==== Records for this exercise ====
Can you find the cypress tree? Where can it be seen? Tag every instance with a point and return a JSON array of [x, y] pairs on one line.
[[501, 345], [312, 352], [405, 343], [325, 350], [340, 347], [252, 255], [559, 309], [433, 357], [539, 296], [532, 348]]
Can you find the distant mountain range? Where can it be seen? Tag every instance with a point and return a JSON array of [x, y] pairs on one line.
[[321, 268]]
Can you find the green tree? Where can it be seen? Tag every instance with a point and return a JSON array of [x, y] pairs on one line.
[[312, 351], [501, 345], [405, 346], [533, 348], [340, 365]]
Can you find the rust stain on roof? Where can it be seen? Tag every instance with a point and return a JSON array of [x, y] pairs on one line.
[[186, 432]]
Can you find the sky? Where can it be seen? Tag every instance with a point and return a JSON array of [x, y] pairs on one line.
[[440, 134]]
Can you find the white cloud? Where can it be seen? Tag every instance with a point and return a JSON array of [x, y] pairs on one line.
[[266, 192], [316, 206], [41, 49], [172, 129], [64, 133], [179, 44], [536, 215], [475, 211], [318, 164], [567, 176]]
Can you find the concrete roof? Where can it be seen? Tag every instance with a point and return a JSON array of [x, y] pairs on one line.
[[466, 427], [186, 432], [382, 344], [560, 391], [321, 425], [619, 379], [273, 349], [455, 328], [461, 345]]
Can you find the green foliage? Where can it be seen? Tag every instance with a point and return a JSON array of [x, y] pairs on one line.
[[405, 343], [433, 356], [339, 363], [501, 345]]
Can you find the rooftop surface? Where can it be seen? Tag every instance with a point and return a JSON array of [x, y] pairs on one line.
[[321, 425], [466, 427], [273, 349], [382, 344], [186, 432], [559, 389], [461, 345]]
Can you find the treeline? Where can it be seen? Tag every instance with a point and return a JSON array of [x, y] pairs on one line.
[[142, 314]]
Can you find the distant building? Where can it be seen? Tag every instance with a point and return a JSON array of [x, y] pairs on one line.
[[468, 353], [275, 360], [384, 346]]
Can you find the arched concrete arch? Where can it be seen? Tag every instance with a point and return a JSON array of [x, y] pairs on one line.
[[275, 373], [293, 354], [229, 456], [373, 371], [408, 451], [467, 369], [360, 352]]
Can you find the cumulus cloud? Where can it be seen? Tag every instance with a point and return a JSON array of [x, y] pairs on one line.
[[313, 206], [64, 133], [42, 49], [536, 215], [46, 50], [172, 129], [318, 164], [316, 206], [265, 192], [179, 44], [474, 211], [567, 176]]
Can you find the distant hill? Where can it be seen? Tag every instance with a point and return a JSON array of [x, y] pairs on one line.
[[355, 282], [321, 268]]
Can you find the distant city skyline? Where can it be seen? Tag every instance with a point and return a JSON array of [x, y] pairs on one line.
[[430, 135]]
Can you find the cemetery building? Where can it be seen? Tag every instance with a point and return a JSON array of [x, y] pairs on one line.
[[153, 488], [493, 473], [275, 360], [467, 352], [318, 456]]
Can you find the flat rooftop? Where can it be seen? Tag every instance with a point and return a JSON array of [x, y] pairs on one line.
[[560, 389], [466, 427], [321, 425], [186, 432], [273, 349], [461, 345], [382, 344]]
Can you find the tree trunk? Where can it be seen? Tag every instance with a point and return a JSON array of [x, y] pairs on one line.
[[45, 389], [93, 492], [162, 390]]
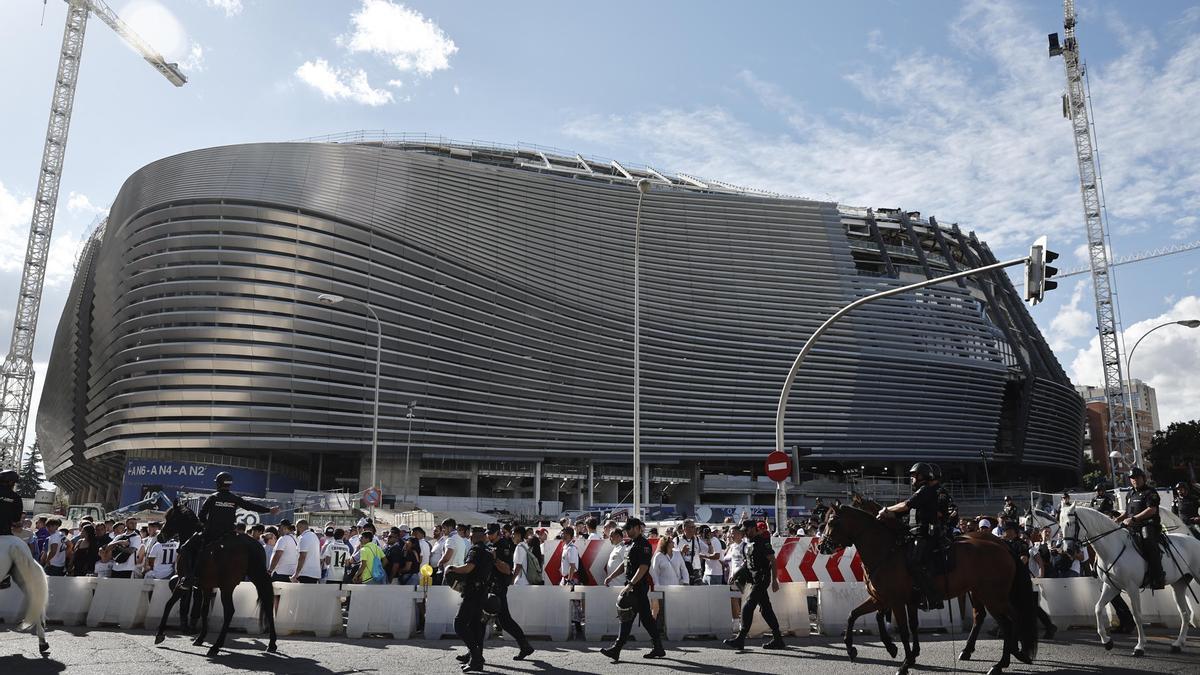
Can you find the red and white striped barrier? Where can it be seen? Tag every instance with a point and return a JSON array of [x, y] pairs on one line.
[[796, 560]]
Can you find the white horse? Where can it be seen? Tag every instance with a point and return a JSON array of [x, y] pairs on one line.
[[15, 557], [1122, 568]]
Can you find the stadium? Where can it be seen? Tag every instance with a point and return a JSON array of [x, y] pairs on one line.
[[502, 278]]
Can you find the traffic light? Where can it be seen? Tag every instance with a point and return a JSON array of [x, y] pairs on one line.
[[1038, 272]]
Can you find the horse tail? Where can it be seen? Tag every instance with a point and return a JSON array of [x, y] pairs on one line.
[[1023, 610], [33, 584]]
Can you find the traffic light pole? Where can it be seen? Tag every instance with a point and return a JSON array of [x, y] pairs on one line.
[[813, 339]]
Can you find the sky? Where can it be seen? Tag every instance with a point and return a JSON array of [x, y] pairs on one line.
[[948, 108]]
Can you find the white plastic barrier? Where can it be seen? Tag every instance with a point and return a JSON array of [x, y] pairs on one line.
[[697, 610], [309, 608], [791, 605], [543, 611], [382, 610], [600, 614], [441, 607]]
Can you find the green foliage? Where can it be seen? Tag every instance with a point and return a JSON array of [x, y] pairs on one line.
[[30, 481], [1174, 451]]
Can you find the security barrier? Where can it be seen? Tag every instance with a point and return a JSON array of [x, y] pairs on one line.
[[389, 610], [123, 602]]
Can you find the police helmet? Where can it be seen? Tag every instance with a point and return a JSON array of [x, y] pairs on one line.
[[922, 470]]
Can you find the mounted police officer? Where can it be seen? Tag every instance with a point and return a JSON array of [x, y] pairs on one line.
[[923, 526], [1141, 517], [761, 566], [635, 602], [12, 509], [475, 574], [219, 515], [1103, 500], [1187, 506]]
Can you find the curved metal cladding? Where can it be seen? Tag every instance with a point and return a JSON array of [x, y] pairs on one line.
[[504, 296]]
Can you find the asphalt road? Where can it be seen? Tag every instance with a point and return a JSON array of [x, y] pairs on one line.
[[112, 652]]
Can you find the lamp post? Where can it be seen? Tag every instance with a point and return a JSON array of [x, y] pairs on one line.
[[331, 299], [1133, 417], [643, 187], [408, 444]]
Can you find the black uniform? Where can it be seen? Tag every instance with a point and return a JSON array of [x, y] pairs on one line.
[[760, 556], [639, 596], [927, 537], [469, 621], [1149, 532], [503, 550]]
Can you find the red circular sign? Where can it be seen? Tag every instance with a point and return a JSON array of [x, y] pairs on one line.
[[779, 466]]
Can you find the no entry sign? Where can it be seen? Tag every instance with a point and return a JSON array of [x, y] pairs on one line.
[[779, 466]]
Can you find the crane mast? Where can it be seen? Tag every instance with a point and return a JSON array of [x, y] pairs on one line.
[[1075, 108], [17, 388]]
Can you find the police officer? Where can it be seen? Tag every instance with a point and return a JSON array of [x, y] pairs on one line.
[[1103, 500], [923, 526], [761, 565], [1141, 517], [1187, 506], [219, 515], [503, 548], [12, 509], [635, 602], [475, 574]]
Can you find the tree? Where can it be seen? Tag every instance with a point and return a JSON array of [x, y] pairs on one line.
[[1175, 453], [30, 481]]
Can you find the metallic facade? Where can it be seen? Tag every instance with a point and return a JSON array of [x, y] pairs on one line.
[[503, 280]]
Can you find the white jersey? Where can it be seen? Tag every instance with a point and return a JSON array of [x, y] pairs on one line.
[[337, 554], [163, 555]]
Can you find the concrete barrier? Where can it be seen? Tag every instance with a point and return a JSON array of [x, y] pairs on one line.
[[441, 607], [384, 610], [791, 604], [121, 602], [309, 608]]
====
==== Records for this exercise ====
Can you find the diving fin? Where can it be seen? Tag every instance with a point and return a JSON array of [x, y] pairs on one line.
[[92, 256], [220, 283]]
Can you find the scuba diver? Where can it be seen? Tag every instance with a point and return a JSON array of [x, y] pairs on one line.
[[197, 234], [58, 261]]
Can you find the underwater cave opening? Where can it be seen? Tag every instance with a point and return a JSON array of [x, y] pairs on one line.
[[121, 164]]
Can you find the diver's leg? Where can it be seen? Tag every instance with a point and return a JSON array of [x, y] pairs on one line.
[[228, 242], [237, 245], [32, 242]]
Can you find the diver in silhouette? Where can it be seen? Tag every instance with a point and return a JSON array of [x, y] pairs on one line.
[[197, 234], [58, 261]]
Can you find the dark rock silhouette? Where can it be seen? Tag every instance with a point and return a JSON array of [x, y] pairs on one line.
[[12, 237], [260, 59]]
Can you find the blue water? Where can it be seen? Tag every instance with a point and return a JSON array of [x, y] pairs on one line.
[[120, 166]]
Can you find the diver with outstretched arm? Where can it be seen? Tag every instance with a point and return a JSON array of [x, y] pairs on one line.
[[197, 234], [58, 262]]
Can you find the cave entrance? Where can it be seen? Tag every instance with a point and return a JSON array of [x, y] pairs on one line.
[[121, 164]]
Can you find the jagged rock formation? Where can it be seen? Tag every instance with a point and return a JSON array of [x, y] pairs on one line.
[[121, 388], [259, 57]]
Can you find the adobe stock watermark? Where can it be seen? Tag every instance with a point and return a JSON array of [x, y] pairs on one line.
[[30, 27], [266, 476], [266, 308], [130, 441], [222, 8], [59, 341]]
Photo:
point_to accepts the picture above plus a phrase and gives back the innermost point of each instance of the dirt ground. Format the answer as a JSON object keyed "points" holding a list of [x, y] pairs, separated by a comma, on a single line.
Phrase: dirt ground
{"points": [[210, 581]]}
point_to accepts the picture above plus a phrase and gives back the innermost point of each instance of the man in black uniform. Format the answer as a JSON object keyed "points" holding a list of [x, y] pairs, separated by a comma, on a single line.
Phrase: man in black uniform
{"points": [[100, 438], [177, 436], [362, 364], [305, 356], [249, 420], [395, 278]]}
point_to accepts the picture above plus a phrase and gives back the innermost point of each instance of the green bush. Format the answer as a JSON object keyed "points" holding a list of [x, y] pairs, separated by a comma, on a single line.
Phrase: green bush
====
==== Records for this exercise ====
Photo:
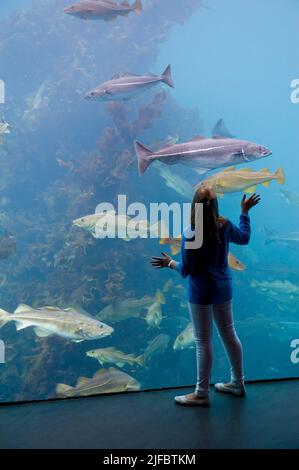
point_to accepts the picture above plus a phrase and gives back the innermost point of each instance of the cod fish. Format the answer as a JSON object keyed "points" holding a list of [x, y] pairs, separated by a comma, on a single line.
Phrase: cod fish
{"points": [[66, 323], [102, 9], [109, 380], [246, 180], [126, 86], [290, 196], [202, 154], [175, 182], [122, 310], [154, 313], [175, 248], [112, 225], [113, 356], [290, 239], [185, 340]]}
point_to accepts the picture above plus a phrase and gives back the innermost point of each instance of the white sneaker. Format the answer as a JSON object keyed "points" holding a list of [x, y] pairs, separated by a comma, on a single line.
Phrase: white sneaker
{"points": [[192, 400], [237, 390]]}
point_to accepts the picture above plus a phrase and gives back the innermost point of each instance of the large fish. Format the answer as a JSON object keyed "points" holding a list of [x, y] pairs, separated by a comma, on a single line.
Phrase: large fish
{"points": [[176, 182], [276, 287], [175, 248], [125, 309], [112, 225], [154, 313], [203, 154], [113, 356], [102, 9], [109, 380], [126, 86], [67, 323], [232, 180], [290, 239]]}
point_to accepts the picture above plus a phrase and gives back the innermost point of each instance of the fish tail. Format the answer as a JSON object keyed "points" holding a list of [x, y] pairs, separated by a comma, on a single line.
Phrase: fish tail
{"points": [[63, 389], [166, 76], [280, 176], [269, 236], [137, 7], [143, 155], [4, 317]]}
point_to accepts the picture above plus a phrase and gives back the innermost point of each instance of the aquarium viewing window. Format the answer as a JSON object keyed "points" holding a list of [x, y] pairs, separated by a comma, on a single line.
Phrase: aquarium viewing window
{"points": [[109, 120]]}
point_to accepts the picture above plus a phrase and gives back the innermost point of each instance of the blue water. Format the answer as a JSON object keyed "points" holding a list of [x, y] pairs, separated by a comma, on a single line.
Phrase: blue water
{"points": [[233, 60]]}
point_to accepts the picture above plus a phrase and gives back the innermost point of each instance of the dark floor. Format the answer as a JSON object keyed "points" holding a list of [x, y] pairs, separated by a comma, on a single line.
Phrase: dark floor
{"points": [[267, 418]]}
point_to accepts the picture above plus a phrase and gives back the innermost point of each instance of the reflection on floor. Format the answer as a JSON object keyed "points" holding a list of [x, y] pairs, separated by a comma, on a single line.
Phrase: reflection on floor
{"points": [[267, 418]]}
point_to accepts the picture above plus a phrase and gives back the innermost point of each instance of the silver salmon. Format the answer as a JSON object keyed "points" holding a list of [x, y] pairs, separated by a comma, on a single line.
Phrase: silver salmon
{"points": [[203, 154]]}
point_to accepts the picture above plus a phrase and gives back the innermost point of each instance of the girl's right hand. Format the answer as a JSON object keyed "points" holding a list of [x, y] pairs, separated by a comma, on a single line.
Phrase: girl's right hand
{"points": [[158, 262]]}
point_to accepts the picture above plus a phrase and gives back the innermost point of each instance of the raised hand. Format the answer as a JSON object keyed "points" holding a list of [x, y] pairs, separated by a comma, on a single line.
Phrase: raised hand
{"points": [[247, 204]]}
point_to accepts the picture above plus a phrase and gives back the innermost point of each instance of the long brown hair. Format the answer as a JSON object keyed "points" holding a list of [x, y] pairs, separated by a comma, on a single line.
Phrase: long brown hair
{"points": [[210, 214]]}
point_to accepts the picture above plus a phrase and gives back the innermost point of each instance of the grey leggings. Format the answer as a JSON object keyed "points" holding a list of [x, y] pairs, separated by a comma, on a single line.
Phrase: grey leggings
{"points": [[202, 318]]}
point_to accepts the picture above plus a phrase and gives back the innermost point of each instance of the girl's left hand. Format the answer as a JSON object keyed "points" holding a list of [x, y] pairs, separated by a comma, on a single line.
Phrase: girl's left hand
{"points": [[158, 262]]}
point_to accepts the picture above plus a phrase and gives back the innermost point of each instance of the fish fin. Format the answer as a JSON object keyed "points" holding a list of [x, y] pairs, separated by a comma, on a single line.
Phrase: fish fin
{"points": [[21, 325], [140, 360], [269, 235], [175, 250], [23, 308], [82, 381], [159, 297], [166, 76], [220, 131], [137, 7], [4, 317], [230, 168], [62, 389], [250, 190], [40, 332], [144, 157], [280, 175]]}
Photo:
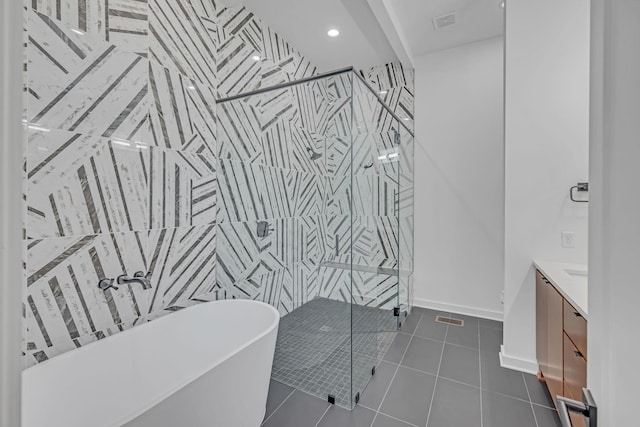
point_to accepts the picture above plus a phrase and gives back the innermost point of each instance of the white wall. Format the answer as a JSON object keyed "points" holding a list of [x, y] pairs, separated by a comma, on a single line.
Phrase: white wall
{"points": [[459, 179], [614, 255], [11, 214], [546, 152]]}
====
Exercise :: Gather up every line from the listing above in which the word "bush" occurs.

Exercise output ::
point_to accepts the picture above plus a phrase and gives back the innermost point of each instance of the green bush. Format the answer as a JSON object keyed "points" holding a list of [x, y] pairs, separated by a comma, on a single line.
Phrase: green bush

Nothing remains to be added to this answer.